## Passage to read:
'''

“We want to celebrate the audacious and relentless fight of Puerto Ricans who stood up against Ricardo Roselló,” Jose Solis said.
As the president of the Club Puertorriqueño de San Francisco, a social club for the Puerto-Rican community in San Francisco, Solis sees the resignation of Puerto Rican Gov. Ricardo Roselló, which is effective on Friday, as a chance to bring people together.
He organized a free “cheers to victory” event Saturday on Mission Street in Bernal Heights, and hopes that the hundred people he expects will “show the force” and demonstrate support.
The gathering is expected to draw people from around the Bay Area. Solis had previously planned the event for Friday, but rescheduled to Saturday for a better turnout after many Puerto-Ricans told him it was too complicated to drive in San Francisco on a Friday.
“It’s amazing. Our people are waking up in such a wonderful and decisive way. We took so much shit for so many years and now it’s over,” said Erwin Calderon, 61, a chemist at Pax Lab, who plans to attend Saturday’s celebration.

'''

## Information shown:
'''

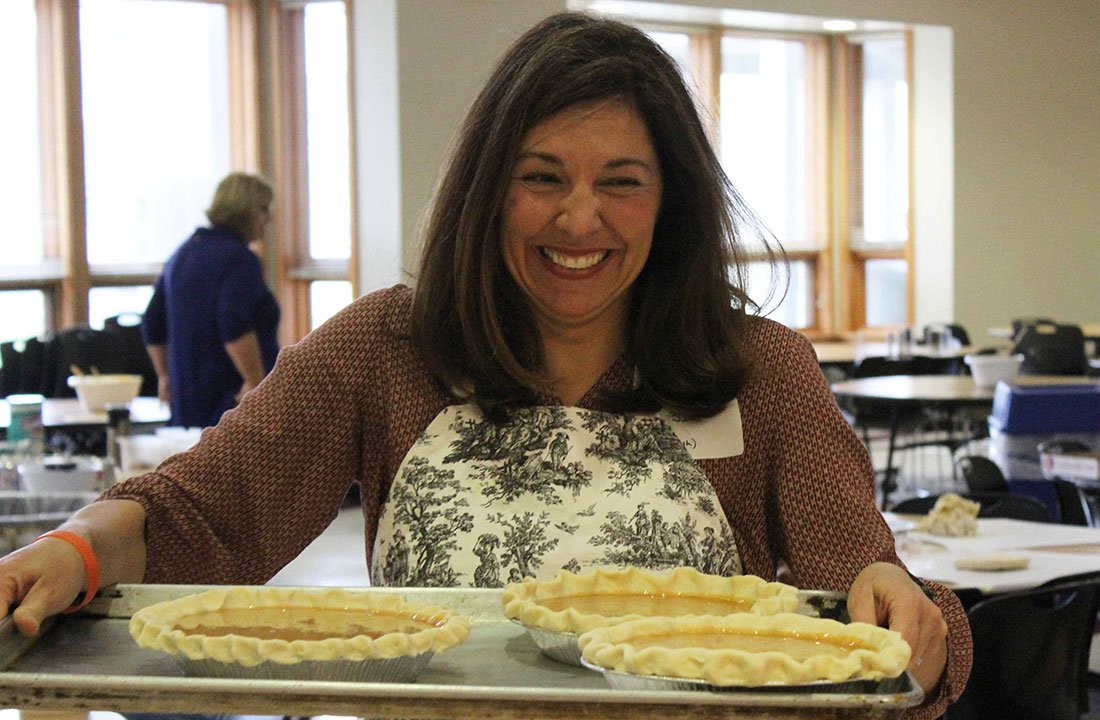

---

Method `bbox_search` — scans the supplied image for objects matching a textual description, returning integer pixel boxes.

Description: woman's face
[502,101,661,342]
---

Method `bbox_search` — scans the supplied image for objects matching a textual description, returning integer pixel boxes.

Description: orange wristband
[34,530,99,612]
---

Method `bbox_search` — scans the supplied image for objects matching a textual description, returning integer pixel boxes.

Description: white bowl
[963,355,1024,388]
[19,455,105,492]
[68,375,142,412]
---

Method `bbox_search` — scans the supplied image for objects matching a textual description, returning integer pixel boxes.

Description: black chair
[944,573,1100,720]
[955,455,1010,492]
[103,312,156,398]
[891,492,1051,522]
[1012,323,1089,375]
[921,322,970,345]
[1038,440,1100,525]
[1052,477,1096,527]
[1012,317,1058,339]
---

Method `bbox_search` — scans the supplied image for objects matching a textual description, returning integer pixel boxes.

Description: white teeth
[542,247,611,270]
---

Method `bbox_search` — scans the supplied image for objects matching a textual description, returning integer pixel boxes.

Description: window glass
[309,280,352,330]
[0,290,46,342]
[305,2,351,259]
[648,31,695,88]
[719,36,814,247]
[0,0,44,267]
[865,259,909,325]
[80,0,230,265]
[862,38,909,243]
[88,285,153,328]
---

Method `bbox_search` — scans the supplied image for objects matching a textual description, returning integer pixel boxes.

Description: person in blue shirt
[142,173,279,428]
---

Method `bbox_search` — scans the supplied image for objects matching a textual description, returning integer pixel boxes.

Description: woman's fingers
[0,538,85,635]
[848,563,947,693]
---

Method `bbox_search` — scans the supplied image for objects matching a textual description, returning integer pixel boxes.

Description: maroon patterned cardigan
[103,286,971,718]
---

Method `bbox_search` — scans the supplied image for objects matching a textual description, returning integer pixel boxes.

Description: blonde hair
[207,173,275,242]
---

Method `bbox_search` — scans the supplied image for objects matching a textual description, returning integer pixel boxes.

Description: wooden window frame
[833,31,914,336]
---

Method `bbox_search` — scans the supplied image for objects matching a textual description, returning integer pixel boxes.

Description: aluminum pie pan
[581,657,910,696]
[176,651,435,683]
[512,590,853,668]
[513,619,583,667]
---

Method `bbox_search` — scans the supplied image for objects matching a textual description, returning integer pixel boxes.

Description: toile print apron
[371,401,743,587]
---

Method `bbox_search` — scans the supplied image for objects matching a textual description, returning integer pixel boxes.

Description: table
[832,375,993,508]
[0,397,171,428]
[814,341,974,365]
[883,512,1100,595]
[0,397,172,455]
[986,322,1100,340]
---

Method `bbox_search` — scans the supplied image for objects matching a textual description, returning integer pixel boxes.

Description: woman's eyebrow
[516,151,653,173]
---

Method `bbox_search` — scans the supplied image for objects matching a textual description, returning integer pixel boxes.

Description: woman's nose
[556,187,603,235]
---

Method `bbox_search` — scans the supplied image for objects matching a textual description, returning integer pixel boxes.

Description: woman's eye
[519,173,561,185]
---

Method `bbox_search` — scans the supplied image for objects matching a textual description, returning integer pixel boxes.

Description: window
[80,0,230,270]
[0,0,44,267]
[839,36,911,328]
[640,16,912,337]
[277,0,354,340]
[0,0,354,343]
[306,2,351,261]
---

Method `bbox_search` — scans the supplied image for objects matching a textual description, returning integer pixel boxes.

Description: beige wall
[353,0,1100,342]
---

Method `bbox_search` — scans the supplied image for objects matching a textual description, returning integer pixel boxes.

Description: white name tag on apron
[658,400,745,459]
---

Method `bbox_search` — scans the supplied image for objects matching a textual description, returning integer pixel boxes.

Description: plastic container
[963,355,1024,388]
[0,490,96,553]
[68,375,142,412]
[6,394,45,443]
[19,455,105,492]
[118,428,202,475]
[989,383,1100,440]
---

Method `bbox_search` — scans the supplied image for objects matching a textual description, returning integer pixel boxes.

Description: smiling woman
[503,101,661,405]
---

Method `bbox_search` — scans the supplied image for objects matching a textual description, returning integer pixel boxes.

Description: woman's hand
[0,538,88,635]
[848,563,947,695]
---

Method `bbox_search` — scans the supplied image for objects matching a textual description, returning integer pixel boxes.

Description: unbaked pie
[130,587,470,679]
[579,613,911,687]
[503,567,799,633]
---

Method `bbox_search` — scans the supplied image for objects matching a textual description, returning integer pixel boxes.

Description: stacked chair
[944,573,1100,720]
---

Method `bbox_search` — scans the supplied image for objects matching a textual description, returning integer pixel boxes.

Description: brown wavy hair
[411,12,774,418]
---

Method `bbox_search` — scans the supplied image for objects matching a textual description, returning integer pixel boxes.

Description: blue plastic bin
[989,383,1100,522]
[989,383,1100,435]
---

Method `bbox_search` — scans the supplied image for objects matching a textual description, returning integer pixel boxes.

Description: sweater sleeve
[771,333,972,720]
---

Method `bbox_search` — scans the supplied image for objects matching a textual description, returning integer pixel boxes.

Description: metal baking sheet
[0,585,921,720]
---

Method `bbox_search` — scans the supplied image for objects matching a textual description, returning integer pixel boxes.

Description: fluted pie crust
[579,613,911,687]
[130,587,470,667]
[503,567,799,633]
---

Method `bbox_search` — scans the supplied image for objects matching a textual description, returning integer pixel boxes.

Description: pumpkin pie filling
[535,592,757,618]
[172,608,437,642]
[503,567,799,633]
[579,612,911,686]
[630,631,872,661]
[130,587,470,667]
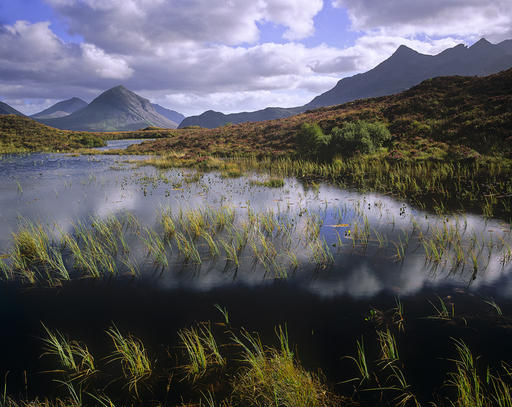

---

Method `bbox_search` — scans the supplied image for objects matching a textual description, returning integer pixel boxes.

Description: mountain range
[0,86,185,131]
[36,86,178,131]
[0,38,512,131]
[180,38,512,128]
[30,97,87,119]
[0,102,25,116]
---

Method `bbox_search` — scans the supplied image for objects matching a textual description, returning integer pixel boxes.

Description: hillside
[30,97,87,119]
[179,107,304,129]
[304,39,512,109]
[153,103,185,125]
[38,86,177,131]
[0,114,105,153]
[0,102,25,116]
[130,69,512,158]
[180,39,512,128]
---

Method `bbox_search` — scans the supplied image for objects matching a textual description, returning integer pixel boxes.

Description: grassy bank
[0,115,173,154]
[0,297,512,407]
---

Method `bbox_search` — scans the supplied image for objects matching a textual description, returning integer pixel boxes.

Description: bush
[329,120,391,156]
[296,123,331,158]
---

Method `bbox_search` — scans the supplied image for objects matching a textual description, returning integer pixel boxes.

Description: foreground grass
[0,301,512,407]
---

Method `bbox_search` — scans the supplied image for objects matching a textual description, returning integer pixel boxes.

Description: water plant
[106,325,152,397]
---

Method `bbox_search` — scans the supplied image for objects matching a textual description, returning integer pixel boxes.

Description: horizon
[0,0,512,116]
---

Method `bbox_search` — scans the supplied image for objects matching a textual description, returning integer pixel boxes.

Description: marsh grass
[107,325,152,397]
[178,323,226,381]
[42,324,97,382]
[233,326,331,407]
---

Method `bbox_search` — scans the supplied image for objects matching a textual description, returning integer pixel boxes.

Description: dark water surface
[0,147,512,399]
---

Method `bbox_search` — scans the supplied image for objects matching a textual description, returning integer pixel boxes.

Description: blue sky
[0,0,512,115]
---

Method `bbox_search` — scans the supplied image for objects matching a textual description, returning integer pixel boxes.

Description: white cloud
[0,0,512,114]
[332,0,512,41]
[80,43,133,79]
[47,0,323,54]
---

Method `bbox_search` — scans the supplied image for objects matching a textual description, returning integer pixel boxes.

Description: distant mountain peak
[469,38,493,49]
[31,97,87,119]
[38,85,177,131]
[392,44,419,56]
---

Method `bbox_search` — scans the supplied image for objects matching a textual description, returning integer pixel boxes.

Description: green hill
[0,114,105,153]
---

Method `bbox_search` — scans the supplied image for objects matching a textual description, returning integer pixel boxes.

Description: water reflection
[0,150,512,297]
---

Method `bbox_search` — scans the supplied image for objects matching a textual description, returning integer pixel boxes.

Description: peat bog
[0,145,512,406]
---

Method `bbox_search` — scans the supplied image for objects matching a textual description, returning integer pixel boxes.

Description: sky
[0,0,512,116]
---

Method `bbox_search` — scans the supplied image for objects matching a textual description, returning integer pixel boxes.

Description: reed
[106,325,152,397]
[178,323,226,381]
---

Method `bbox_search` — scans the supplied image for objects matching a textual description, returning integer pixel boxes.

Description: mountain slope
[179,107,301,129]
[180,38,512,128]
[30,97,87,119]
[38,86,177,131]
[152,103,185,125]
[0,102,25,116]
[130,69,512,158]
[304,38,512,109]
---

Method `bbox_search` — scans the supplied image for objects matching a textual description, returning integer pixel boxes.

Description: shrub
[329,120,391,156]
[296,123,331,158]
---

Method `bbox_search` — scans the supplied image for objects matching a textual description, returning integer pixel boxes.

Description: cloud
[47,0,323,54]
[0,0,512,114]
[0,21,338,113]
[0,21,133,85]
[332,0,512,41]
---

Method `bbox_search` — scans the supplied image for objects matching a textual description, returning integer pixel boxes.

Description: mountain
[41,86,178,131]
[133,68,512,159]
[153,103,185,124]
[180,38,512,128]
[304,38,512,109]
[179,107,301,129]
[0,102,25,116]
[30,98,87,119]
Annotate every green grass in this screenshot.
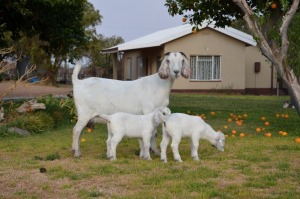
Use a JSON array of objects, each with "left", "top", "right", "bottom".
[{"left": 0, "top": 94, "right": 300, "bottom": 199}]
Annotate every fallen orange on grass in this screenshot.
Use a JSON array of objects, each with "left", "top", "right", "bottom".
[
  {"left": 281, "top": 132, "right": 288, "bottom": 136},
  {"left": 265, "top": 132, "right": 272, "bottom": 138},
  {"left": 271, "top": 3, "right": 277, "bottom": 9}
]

'''
'''

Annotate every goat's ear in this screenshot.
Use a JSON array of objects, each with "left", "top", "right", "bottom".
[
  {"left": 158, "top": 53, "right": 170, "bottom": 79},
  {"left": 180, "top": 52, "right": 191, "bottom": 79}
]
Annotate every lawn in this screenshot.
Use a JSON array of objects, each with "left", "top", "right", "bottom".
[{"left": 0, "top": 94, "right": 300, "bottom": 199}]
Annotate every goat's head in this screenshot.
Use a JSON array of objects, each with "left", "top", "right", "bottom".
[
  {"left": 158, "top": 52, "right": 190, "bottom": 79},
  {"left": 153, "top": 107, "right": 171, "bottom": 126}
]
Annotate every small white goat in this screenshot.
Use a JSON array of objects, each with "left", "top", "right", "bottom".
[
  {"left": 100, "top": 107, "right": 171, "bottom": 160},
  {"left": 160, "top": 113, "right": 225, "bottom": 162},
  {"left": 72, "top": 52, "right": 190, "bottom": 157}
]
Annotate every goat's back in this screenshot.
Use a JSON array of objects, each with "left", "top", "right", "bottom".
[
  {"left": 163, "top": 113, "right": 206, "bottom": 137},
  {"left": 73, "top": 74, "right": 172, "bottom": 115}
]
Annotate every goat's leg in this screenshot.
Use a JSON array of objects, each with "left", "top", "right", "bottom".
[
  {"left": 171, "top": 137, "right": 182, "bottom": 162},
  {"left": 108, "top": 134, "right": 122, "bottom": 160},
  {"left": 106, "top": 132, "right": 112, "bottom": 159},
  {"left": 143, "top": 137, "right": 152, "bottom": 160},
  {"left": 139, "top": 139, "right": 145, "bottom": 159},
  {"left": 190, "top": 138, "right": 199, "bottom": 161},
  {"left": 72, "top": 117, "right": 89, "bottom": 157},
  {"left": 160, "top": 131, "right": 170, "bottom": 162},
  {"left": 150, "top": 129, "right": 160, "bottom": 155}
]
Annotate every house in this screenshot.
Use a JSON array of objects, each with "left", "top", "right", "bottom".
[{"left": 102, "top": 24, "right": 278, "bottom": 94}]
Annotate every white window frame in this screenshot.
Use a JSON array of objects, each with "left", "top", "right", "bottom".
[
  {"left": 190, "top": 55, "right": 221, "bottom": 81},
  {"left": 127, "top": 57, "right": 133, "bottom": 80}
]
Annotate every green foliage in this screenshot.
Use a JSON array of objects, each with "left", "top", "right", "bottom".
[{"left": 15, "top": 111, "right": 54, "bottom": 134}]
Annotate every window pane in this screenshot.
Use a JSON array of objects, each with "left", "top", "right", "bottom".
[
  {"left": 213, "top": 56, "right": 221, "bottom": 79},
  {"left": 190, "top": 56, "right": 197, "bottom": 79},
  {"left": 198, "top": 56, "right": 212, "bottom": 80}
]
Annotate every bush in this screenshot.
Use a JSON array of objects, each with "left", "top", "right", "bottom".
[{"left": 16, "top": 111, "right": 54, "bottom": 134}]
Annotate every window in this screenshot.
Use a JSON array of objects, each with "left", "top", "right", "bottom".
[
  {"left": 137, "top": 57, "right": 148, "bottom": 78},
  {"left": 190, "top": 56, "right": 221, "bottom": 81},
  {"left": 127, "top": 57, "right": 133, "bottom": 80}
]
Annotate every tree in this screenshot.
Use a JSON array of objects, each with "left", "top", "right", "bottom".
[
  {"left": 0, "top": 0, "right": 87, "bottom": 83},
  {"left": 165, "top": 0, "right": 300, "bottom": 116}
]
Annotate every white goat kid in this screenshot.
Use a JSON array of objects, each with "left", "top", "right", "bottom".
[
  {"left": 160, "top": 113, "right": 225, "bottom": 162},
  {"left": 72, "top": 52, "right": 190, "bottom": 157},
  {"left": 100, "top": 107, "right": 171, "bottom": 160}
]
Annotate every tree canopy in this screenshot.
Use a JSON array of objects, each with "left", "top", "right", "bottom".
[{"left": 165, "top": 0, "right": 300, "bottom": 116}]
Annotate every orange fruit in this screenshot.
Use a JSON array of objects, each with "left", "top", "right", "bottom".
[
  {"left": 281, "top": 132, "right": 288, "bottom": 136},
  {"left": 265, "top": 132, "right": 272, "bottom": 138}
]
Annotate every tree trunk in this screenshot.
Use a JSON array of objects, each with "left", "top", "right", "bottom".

'''
'''

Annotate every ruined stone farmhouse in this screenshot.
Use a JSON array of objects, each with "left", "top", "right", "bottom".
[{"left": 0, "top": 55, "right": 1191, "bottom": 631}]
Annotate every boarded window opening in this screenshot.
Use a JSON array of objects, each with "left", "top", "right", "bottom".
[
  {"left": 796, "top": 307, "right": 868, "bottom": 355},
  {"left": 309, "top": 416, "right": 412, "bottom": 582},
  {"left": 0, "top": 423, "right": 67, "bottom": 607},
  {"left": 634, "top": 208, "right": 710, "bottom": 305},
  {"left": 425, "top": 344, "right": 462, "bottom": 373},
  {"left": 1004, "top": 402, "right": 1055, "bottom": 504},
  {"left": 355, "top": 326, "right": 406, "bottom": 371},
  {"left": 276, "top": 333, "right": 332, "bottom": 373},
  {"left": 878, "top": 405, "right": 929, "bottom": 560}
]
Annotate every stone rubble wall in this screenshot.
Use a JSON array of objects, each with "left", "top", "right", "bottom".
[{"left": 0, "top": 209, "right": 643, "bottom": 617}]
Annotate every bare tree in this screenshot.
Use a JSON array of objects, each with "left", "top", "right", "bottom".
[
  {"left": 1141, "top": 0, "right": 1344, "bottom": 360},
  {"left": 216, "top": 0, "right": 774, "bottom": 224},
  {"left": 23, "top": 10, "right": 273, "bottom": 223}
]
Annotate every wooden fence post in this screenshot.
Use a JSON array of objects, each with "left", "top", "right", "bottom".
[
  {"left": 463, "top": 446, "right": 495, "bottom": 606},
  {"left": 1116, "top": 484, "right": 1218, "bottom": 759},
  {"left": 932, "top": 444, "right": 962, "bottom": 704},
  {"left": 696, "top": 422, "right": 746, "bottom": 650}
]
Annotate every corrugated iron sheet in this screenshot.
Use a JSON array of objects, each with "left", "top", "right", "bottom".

'''

## Activity:
According to the article, why did Solis move the celebration from Friday to Saturday? Answer in one to three sentences. The entries above are separate material and stand apart from the article.

## Response:
Solis moved the event to Saturday to get a better turnout. Many Puerto Ricans had told him that driving in San Francisco on a Friday was too complicated.